PROBLEM DESCRIPTION
Retype exactly the lines from the line with "target | green moss" to the end of the data, keeping both boundary lines.

SUPPLIED MATERIAL
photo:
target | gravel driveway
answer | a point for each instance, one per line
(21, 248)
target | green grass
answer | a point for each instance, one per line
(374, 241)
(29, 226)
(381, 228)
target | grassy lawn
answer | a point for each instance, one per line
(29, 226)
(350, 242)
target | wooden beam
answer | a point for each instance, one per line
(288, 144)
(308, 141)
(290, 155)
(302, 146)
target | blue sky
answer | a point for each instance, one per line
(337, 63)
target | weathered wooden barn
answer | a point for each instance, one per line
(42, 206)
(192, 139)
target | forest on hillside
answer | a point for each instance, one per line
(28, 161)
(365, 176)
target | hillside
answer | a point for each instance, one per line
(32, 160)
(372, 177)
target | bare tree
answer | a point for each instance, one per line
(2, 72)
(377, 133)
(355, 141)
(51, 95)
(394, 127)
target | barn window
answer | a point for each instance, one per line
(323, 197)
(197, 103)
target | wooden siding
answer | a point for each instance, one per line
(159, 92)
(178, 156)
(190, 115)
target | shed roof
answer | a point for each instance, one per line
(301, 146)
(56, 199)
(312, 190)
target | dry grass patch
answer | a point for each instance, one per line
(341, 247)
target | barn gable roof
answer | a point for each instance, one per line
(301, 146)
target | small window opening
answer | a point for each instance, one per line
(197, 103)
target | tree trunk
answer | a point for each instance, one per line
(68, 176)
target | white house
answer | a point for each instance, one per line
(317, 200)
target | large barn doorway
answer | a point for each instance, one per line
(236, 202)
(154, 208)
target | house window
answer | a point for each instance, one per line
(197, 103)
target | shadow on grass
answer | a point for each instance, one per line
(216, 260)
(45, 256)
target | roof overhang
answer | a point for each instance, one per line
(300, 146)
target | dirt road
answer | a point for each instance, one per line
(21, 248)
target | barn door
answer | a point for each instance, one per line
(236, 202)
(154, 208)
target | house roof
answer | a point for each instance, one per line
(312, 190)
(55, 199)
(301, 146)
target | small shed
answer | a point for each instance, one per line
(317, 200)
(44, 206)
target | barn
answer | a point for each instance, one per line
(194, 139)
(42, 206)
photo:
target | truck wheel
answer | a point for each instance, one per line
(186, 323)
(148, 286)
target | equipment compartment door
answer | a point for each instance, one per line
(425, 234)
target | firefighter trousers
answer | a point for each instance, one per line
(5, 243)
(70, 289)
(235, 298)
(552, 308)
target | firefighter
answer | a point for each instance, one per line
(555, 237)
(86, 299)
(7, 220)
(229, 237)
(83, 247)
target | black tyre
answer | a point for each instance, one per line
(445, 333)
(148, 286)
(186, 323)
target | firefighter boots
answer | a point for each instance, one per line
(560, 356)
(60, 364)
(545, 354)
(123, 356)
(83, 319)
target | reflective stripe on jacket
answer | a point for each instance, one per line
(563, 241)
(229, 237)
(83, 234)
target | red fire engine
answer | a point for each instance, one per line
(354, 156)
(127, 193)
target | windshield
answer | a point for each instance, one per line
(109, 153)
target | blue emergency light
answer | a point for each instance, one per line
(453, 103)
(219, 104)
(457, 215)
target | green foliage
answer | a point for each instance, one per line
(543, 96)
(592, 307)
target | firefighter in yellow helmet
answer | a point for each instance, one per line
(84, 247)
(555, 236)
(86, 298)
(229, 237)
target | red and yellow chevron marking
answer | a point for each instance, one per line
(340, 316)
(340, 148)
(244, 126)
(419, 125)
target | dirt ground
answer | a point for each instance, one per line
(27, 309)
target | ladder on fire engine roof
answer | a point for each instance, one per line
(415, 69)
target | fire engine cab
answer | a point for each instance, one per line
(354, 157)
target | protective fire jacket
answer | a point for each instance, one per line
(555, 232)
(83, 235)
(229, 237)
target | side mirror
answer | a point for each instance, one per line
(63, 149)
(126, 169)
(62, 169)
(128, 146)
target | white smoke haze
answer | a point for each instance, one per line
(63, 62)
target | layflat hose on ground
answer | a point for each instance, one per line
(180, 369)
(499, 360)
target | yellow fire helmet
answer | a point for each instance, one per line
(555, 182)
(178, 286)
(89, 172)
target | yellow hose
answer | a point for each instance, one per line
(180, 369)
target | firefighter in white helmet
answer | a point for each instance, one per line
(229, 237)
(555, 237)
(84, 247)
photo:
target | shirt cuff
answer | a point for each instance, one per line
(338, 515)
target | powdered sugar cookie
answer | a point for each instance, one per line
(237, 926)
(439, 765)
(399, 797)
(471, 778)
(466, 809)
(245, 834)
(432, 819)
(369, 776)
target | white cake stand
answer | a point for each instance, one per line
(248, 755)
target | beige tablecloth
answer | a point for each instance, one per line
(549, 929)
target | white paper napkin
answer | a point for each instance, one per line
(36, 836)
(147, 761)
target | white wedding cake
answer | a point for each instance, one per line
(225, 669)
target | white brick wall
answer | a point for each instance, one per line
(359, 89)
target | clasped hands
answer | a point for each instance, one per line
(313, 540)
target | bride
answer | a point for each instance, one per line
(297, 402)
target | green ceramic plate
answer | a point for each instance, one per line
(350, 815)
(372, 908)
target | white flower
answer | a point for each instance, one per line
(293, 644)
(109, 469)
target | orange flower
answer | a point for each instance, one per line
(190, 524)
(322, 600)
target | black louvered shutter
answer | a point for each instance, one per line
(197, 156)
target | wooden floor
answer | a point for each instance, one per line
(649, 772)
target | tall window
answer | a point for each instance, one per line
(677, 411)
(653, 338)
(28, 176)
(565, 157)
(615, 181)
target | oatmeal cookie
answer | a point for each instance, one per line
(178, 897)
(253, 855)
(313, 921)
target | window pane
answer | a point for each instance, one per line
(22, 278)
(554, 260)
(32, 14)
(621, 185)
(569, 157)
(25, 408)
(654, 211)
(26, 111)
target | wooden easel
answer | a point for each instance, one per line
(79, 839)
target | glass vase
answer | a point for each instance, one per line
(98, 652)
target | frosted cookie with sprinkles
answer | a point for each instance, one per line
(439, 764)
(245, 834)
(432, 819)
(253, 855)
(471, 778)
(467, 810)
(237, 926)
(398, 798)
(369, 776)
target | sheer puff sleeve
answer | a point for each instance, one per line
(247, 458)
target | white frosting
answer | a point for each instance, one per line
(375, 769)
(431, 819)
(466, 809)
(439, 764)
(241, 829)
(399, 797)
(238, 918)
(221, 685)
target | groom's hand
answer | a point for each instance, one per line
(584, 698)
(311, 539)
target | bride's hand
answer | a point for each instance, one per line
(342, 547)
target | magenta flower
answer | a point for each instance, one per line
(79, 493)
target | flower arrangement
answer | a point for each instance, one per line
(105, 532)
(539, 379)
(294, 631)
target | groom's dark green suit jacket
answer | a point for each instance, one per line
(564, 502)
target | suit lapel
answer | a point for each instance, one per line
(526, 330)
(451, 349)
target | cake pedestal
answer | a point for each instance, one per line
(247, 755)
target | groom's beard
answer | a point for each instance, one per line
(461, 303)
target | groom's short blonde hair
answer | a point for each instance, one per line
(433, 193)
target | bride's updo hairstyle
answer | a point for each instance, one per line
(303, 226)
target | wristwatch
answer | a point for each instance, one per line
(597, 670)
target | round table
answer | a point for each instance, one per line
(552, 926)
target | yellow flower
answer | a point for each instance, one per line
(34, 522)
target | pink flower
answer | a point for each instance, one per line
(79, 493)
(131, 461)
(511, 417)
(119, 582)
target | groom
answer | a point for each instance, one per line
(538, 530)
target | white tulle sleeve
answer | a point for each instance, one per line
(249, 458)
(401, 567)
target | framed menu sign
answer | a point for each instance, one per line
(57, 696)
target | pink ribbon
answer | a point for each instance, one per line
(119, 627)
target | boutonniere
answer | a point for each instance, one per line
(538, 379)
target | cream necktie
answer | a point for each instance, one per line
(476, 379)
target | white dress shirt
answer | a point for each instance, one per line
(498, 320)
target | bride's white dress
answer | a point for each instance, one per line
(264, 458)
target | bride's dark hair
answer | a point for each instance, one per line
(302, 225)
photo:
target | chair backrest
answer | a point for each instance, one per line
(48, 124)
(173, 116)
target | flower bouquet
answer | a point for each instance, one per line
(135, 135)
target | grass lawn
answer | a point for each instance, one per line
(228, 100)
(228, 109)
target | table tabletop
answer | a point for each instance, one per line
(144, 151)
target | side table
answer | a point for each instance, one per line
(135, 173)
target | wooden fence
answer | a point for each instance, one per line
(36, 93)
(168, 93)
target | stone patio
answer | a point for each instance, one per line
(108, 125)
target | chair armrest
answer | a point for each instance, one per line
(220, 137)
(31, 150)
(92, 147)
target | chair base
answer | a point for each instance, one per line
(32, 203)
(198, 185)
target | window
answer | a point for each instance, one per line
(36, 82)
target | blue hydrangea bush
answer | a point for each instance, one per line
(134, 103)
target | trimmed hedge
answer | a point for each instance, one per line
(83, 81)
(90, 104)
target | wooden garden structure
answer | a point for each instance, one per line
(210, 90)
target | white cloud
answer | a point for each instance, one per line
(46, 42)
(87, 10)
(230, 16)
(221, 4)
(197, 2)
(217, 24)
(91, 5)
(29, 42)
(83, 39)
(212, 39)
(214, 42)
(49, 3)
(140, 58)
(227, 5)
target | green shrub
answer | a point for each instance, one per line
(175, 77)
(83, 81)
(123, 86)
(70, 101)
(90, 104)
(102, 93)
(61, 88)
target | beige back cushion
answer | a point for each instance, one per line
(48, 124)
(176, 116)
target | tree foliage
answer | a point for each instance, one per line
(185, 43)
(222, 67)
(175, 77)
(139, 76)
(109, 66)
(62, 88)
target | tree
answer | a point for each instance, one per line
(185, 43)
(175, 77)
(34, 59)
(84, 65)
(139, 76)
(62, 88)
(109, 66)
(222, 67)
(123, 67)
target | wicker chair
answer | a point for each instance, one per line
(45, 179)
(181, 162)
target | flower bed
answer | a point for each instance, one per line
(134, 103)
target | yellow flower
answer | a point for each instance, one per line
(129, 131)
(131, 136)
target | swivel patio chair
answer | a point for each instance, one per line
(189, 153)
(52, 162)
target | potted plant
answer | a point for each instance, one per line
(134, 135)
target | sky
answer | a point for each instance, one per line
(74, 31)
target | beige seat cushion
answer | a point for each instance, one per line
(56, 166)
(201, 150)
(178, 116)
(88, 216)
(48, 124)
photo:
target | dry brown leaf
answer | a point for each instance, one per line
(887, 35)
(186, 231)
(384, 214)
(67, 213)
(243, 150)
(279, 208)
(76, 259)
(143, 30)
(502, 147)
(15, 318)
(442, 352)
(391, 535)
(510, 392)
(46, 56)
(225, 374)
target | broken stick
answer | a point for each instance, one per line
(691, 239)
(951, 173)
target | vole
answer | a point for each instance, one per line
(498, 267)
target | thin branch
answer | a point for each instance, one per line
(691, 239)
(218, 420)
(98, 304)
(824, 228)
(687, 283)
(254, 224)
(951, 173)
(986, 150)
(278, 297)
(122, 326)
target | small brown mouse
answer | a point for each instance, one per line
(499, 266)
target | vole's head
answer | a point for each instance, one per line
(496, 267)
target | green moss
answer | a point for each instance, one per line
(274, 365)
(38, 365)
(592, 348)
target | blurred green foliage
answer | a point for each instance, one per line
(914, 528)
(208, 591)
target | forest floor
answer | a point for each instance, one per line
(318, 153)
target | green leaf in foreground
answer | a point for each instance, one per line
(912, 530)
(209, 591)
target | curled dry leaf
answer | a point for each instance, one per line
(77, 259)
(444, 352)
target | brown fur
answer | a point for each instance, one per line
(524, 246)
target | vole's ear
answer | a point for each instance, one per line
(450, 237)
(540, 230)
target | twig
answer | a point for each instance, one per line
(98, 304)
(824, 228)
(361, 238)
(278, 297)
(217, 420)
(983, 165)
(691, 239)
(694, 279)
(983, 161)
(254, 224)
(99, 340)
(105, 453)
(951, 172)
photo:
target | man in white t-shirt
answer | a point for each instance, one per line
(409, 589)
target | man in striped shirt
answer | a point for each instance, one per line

TASK ANSWER
target | green moss
answer | a point for each instance, one per line
(274, 365)
(38, 365)
(592, 348)
target | blurred green foliage
answer | a point for each instance, one per line
(914, 528)
(208, 591)
target | forest floor
answer | a point for each instance, one per line
(318, 153)
target | green leaf in foreground
answer | a point for each instance, one per line
(912, 530)
(209, 591)
target | curled dry leaf
answer | a point for each instance, one per line
(77, 259)
(444, 352)
target | brown fur
answer | a point for each instance, one per line
(524, 246)
target | vole's ear
answer | a point for each instance, one per line
(450, 237)
(540, 230)
target | twig
answer | a point for each instance, one per line
(98, 304)
(824, 228)
(361, 238)
(278, 297)
(217, 420)
(983, 165)
(691, 239)
(694, 279)
(983, 161)
(254, 224)
(99, 340)
(105, 453)
(951, 172)
photo:
target | man in white t-shirt
answer | a point for each instance, one per line
(409, 589)
target | man in striped shirt
answer | a point for each instance, one per line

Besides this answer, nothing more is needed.